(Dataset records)
============

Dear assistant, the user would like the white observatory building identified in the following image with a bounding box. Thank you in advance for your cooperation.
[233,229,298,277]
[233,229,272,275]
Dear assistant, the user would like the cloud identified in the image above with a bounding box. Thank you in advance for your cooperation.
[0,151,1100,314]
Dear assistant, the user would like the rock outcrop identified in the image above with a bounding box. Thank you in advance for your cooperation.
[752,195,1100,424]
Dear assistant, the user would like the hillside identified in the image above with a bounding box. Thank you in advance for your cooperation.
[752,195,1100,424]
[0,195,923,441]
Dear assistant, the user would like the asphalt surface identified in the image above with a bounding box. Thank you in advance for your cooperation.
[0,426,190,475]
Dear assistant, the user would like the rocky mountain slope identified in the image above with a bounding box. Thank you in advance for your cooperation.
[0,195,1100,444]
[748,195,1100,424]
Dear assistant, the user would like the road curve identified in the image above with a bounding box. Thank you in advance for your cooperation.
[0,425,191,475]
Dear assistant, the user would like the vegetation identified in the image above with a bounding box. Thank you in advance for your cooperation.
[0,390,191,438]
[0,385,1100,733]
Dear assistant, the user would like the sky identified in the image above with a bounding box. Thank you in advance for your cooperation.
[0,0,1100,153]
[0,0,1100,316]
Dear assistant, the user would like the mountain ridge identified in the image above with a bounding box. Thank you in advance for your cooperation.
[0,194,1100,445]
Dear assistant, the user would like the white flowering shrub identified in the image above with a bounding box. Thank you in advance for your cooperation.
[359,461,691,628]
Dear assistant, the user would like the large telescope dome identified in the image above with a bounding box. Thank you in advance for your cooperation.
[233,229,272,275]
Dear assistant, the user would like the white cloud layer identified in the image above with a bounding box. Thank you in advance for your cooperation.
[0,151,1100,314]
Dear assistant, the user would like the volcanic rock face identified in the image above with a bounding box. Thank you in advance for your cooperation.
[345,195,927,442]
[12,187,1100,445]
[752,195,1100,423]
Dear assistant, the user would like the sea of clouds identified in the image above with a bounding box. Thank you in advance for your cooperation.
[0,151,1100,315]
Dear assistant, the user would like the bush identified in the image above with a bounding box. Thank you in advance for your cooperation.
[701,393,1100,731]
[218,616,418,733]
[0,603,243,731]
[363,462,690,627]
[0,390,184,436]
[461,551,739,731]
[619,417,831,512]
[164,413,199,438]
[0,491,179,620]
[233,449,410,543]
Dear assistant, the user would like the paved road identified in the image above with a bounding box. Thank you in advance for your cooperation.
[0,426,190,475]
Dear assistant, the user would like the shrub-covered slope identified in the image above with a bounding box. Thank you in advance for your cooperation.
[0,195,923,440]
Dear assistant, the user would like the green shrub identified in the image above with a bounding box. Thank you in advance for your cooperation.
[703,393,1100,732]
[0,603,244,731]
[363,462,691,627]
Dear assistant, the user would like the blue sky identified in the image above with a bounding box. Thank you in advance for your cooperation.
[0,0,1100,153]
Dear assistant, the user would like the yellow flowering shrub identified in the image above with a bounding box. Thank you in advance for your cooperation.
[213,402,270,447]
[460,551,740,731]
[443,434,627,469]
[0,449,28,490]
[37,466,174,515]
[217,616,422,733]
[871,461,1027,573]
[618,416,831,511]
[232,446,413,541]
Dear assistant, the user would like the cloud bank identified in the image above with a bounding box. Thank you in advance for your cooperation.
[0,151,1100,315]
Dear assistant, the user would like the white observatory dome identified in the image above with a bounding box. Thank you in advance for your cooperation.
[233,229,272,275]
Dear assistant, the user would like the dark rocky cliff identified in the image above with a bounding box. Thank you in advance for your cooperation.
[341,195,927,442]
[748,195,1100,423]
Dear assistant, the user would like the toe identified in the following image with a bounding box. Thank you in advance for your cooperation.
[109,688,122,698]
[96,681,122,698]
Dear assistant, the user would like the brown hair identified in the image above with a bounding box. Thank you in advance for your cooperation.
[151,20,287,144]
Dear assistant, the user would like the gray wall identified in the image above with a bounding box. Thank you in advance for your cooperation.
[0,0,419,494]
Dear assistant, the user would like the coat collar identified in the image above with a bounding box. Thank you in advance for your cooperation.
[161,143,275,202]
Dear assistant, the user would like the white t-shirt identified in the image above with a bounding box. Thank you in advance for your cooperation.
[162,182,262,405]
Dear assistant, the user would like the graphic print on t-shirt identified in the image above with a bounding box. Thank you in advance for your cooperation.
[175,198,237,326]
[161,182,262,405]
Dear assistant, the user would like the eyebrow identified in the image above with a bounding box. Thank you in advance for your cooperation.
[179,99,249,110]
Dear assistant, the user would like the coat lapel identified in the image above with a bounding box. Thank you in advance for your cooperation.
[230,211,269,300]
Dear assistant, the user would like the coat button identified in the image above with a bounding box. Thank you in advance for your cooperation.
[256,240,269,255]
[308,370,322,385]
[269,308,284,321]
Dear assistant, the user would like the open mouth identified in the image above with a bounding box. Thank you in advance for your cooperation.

============

GIVEN EXERCISE: Give back all of the items above verbatim, keeping their original order.

OUTPUT:
Dear assistant, the user would like the white observatory building identified in the following image with a bounding box. Thank you in advance for your cooperation.
[233,229,298,277]
[233,229,272,275]
Dear assistant, the user would like the cloud identified in the image above with a bounding box. Thank you in advance for your cooperation.
[0,151,1100,314]
Dear assistant, the user would like the rock outcrop identified in the image above with a bounding box. Thank you in advance for your cooperation.
[752,195,1100,424]
Dear assistant, the user would like the hillside identified in the image above with a bounding box. Thank you in advance for your cooperation.
[752,195,1100,424]
[0,195,923,441]
Dear assistant, the user would like the asphalt surface identified in the image above with a bounding box. Thank you in advance for your cooperation.
[0,426,190,475]
Dear assistant, the user would like the rocky mountain slope identified in the image above with a bounding box. Thank you in advance for your cooperation.
[0,195,1100,444]
[748,195,1100,424]
Dear assistant, the user would like the road curve identified in the image above with a bounding box. Thank you in advance for your cooperation.
[0,425,191,475]
Dear assistant, the user would like the vegetation identified in the image above with a bounding box. Thank you in advance for your cooperation.
[0,390,191,438]
[0,385,1100,733]
Dear assistant, the user would like the sky identified in the image above with a bounding box. Thank you in advance for your cooperation.
[0,0,1100,153]
[0,0,1100,316]
Dear assistant, the user would like the mountain ridge identified in the image above with a bounding box. Thank you in advance for your cooperation.
[0,194,1100,445]
Dear assistant, the user would like the white flowering shrub identified in the image above with a bounding box. Thank you in advance for your cooperation.
[359,461,691,628]
Dear assistant, the user would like the large telescope dome identified in the image above with a bounding box. Thank you in advance for your cooperation.
[233,229,272,275]
Dear assistant, the user would like the white cloud layer identified in the image above with a bounding box. Thank you in advance for your cooperation.
[0,151,1100,314]
Dear assistant, the user would like the volcanic rock face identified in the image above with a bounding box. Thank you in advance for your cooperation.
[345,195,927,442]
[12,187,1100,445]
[752,195,1100,423]
Dear assistant, the user would like the sea of clouds identified in the image above with a bounding box. Thank you in advance for your cooperation.
[0,151,1100,315]
Dear assistant, the user would like the bush identified in the image above with a bounding box. Thank you in advance for your cooperation.
[701,393,1100,731]
[218,616,418,733]
[0,603,243,731]
[363,462,690,627]
[0,390,184,436]
[461,551,739,731]
[619,417,831,512]
[164,413,199,438]
[0,491,179,620]
[233,449,410,543]
Dear assistant, the user would like the paved road identified in the image above with a bounding box. Thank you in advance for your cooperation.
[0,426,190,475]
Dear assistant, the user would like the shrub-covered slope identified in the image above with a bounding box. Thank you in advance for your cooperation.
[0,195,923,440]
Dear assistant, the user would like the green shrub identified in the image above with a bounding box. Thank you in advance for your cooperation.
[703,393,1100,732]
[0,603,244,731]
[363,462,691,627]
Dear assistant, the user would like the blue sky identified in the image above with a bounding box. Thank you in advance for your cooperation.
[0,0,1100,153]
Dear assistant, the user would like the yellow flowering shrub identified in the image above with a bounding box. Thank you in advance for your cooperation.
[213,402,270,447]
[460,551,740,731]
[443,434,627,469]
[0,449,28,490]
[37,466,174,515]
[217,616,422,733]
[871,461,1027,573]
[618,416,831,511]
[232,446,413,541]
Dear assistant, the user would like the cloud bank identified in the image above with a bounding box. Thank you in advance for your cooperation.
[0,151,1100,315]
Dear assistant, the user would like the white observatory dome identified in the image above with a bounding box. Thank you in advance for your cooperation.
[233,229,272,275]
Dear assistant, the user would like the dark rocky cliff identified in the image above with a bounding box. Thank you in advance for your cooperation.
[341,195,927,442]
[748,195,1100,423]
Dear assistant, the user would like the toe identified in the following image with a bounding box. Thank you in advance for your cooperation.
[109,688,122,698]
[96,681,122,698]
Dear assistant, the user would like the brown hair identified in the image above with a bounding box. Thank you in advance for your cooperation.
[151,20,287,144]
Dear assistant, the user would like the gray wall identified in the image above with a bounding box. Thank you in advance for your cooperation.
[0,0,419,494]
Dear assistant, the user would like the coat collar identified in the image above with a bounding box. Thank you in advance for your cooperation.
[161,143,275,202]
Dear assistant, the user would like the white t-shirt identified in the image above with a bounding box. Thank you in advance for your cooperation.
[162,182,262,405]
Dear assistant, the user would like the graphic print on t-shirt identified in the image above with a bounding box. Thank you in advance for your cooperation.
[175,198,237,326]
[161,182,262,405]
Dear assistant, the user would like the eyebrow identified in the image above with a bounding box. Thank you in advance for your cooperation.
[179,99,249,110]
Dear assistant, the user would like the coat lapel identified in the image above with a bounding box. Thank you in advance for your cooperation.
[230,211,269,300]
Dear assistant, the user would like the coat button identified in the image above with a bounding box. Thank you in advance for your cooperation.
[256,240,269,255]
[308,370,322,385]
[269,308,284,321]
Dear assistant, the user would like the open mouth identified in the image above with a bounding box. Thank you in advance for your cooperation.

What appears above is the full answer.